■ Description of the task
Reproduce every item below line for line and character for character, omitting the pictures.

########

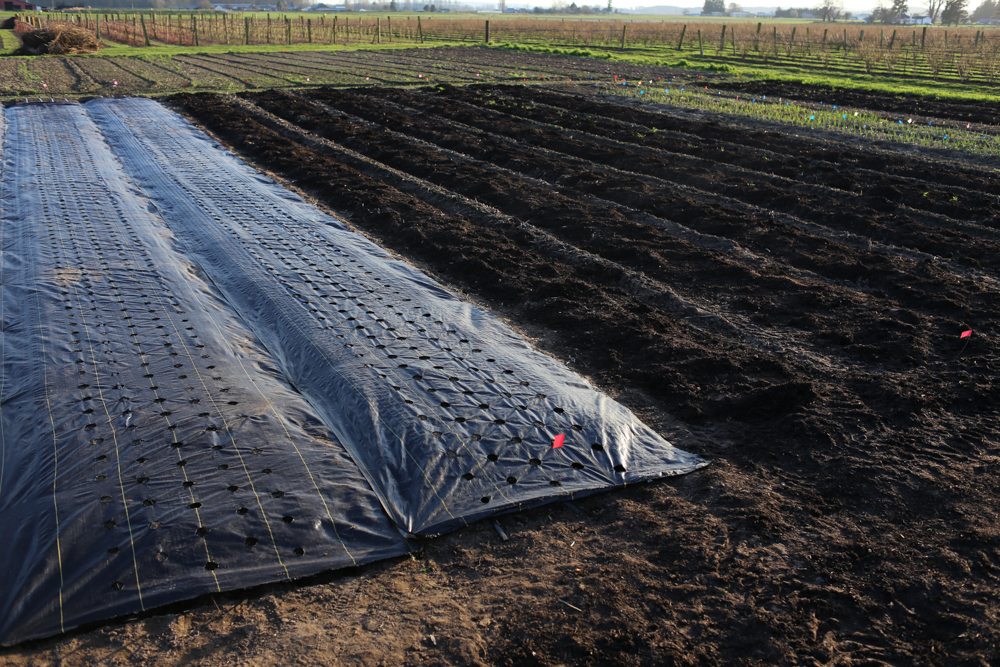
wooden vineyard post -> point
(680, 42)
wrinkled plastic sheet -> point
(209, 384)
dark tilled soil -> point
(788, 307)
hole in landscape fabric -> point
(210, 384)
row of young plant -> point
(869, 125)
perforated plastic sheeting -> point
(209, 384)
(151, 451)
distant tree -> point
(954, 12)
(986, 11)
(831, 10)
(934, 9)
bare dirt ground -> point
(787, 306)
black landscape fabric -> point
(210, 384)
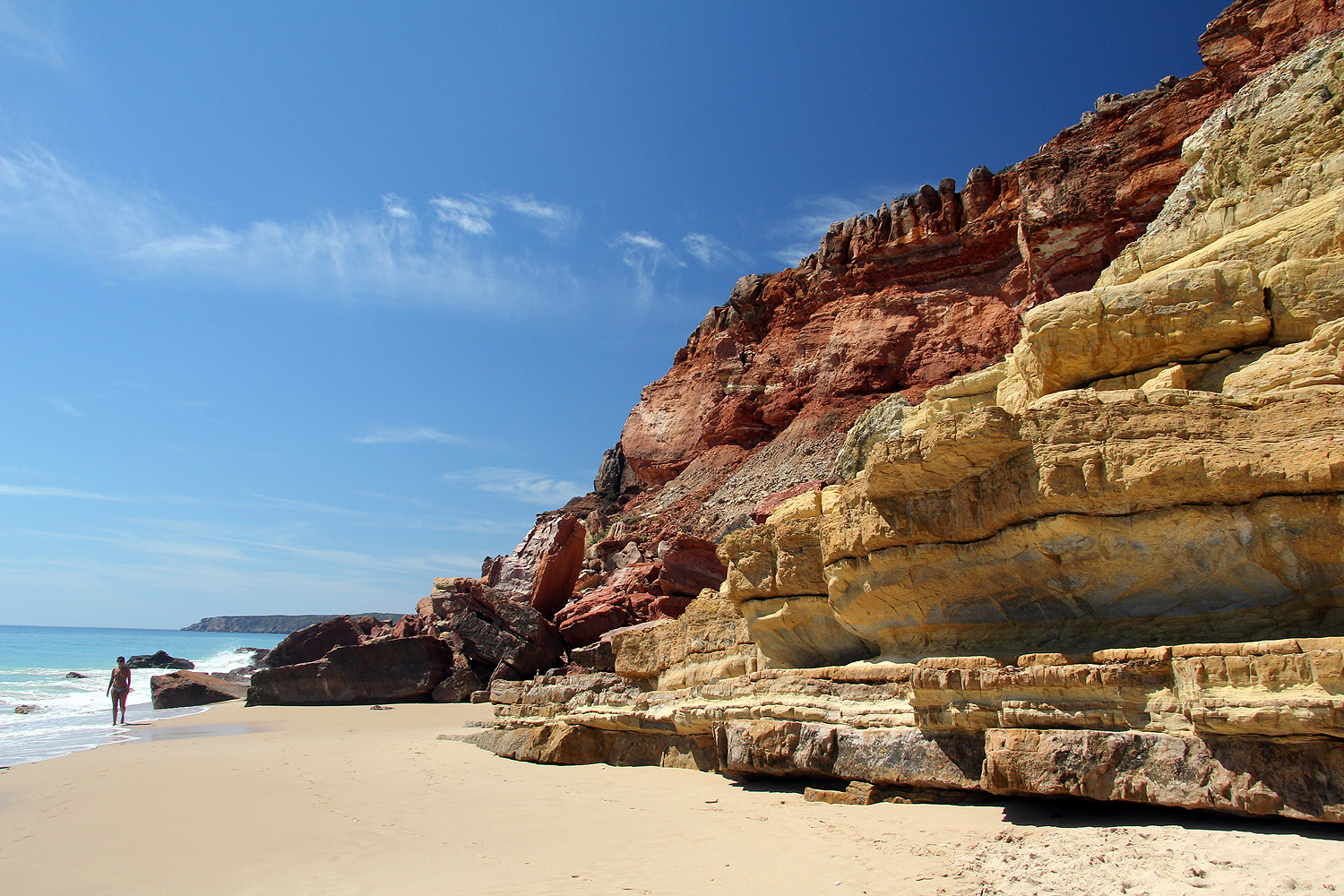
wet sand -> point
(347, 799)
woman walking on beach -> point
(118, 686)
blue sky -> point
(306, 304)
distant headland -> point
(273, 625)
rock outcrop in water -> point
(1097, 552)
(273, 624)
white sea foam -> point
(75, 713)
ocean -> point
(75, 713)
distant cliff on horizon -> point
(274, 625)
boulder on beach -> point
(392, 670)
(159, 659)
(311, 643)
(193, 689)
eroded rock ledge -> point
(1247, 728)
(1159, 460)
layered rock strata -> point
(1158, 458)
(1246, 728)
(1153, 461)
(927, 288)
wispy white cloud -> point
(711, 252)
(32, 31)
(644, 254)
(531, 209)
(468, 217)
(387, 254)
(45, 492)
(472, 214)
(409, 435)
(64, 406)
(523, 485)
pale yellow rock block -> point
(1276, 147)
(961, 394)
(1304, 295)
(1177, 316)
(831, 498)
(709, 641)
(750, 557)
(800, 632)
(800, 506)
(1293, 367)
(1171, 376)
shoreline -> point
(344, 799)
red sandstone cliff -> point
(929, 287)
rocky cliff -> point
(927, 288)
(1055, 468)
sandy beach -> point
(347, 799)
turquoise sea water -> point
(75, 713)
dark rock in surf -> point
(159, 659)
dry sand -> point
(346, 799)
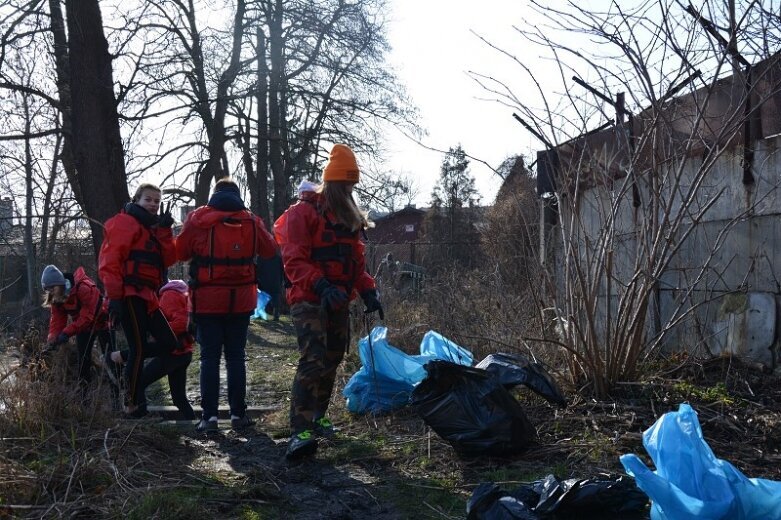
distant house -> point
(729, 223)
(396, 233)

########

■ Worked solution
wooden vineyard post -> point
(680, 42)
wrinkled plastic sheet -> point
(209, 384)
dark tilled soil -> point
(788, 307)
hole in landscape fabric -> point
(210, 384)
row of young plant -> point
(869, 125)
perforated plastic sheeting -> point
(209, 384)
(151, 451)
distant tree -> point
(954, 12)
(986, 11)
(831, 10)
(934, 9)
bare dirt ground -> point
(787, 306)
black landscape fabric -> point
(210, 384)
wet sand -> point
(347, 799)
woman walking on beach -> point
(118, 686)
blue sky -> point
(306, 304)
distant headland -> point
(273, 625)
rock outcrop in water -> point
(1097, 552)
(273, 624)
white sea foam -> point
(75, 713)
ocean -> point
(75, 713)
distant cliff on horizon -> point
(274, 625)
boulder on beach -> point
(392, 670)
(159, 659)
(311, 643)
(193, 689)
eroded rock ledge -> point
(1247, 728)
(1159, 460)
layered rock strata -> point
(1158, 458)
(1246, 728)
(1153, 461)
(927, 288)
wispy white cloud -> point
(711, 252)
(32, 31)
(644, 254)
(531, 209)
(468, 217)
(387, 254)
(45, 492)
(472, 214)
(409, 435)
(64, 406)
(523, 485)
pale yellow rock block -> point
(1276, 147)
(961, 394)
(1304, 295)
(1177, 316)
(831, 498)
(709, 641)
(750, 557)
(800, 632)
(800, 506)
(1293, 367)
(1171, 376)
shoreline -> point
(344, 799)
red sandstone cliff -> point
(929, 287)
rocky cliff -> point
(927, 288)
(1055, 468)
sandy beach -> point
(347, 799)
turquoise sea water -> point
(75, 713)
dark rock in surf -> point
(159, 659)
dry sand -> point
(346, 799)
distant house -> point
(729, 223)
(396, 233)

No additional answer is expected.